▶ **Texto**:
※

Según Lyotard, desde hace un par de decenios lo «post-moderno», en nuestra acepción de ultra o tardomoderno, constituye la sigla de la renuncia a cualquier tipo de teoría unitaria. Ha caído ya la más mínima pretensión de credibilidad de los «grandes relatos», que pretendían ofrecer una explicación total y finalizada. ¿Por qué razón? Simplemente porque, como anunciábamos, términos como «todo» y «fin» se han visto privados de cualquier sentido[72].

Se proclama hoy, sin reservas de ningún tipo y con mucha mayor desenvoltura y confianza de aceptación que en épocas precedentes, la caída de la metafísica. Se trata de un hecho simplemente enunciado. No vale la pena luchar por imponerlo, como ocurría a principios de siglo… y ni tan siquiera por mostrarlo. (En esto se demuestran también dependientes de Nietzsche, de quien se ha dicho con acierto que la fuerza de sus aforismos reside justamente en poderse sustraer al peso de la prueba[73]). Pero con la metafísica se desmoronan, como acabamos de sugerir, todas las categorías a las que ésta no puede renunciar sin destruirse a sí misma: ser, unidad, verdad, bondad, contradicción, identidad… Como quería Deleuze, se destroza la «imagen del pensamiento» clásico, calificado como fuerte, y se admite sólo la posibilidad de un pensamiento débil, tanto por lo que se refiere a las enunciaciones teóricas como en el plano ético-práxico.

Y, de esta suerte, desde una perspectiva complementaria y más «desarrollada» que la expuesta en el parágrafo precedente, se sublima el proceso de despersonalización. En perfecta coherencia con lo que acabamos de ver, "el propio sujeto se ve desprovisto de identidad y de unidad. Su existencia no sólo precede a la esencia, como ya pretendiera el existencialismo de Sartre. Ahora se prescinde de cualquier esencia. El obrar humano, por decirlo de algún modo, no deja como poso ninguna permanencia, ni edifica figura alguna dotada de significado"[74].

Todo se muestra "favorable a la realización del nihilismo afirmativo. Todo propende a la superación de aquel «nihilismo reactivo» que, según Nietzsche, al rechazar el absoluto divino ponía todavía algún absoluto humano: teorético, ético, político… Ha llegado el momento, especulativo y práctico, no de situar al hombre en el lugar de Dios, sino de negar que exista un «puesto» para cualquier absoluto"[75].

* * *

En el terreno práxico, el rostro que presenta semejante panorama es el de la más absoluta banalización de todo. El de la futilidad elevada a categoría suprema. En prácticamente todos los campos… excepto tal vez en el económico, donde el dinero constituye la concreción material de la mística de la posibilidad configuradora del nihilismo, y en las menudencias impuestas por la moda en sus más variadas versiones: desde nuestra actitud ante el tabaco o la imagen corporal hasta lo que debe o no considerarse «políticamente correcto». Todo lo demás —lo serio de otros tiempos— resulta irrelevante.

※

▶ **Líneas de datos**:
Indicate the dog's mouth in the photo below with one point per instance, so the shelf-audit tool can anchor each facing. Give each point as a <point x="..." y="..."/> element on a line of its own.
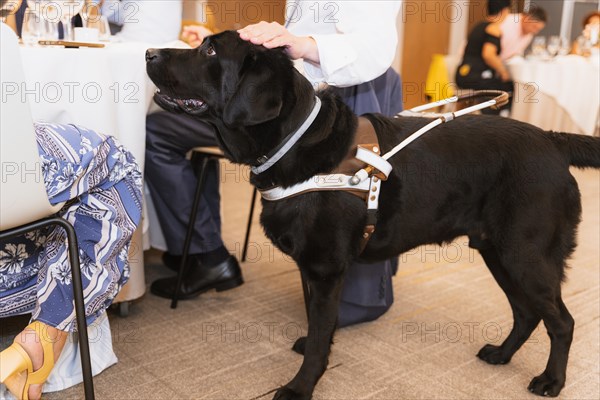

※

▶ **Consigna**:
Retome el texto sobre el nihilismo posmoderno y continúelo a partir de su última oración.

▶ **Resultado**:
La nimiedad indiferente se eleva a valor sumo. Se trivializa, como elemento más de fondo, la verdad (el verum-ens). O, más bien, se la demoniza. Es siempre peligrosa y agresiva. El nihilismo impone que el mundo carezca de cualquier verdad, de cualquier exigencia derivada de la naturaleza de las cosas: sólo así se mantiene el reino de lo posible sin ningún tipo de coacciones. Porque, en efecto, para la lógica nihilista, la verdad es coercitiva. Por eso se sospecha de ella. Se proscribe culturalmente al que pretende —como se dice— poseer la verdad. ¡Como si la verdad fuera una posesión y no una relación enriquecedora y generadora de libertad para uno mismo… y para los otros!

Se banaliza también, como consecuencia, la propia persona y la del otro, de modo que se excluye de manera radical cualquier compromiso, y más aún cuando se pretende absoluto: el amor se torna imposible, justo por comprometido e imperecedero. Se trivializa de resultas la sexualidad, desposeída de cualquier contenido relativo a una persona… que propiamente no existe. Se torna también insignificante, y tal vez sea la clave de todo el conjunto, la misma vida humana. Es una civilización en la que, en efecto, pero sin necesidad de esforzarse titánicamente por mantenerlo, ya no hay valores.

Y es que, habiendo superado por completo la verdad, deviene del todo imposible cualquier praxis auténticamente humana, dotada de sentido ético. En los epígrafes precedentes todavía no habíamos llegado hasta aquí, al menos con la radicalidad actual. En los momentos de la ilustración, cuando el hombre aún creía en sí mismo, se trataba de transformar el mundo. Y así, en cierto modo, hasta Marx y los existencialistas. Hasta los años sesenta. Pero subsistía entonces una cierta apelación a la verdad que señalaba el rumbo de semejante transformación. Se había primado la acción, ciertamente. Sin embargo, quedaba como residuo un muy sui generis sentido del deber ser, como en cualquier concepción del mundo que conceda el primado a la praxis.

Sólo en ausencia absoluta de la verdad se desmorona cualquier fin directivo de la praxis, e incluso ésta se acaba tornando imposible ¿Cómo proponerse objetivos, reformistas o revolucionarios, si no existe verdad alguna en las cosas?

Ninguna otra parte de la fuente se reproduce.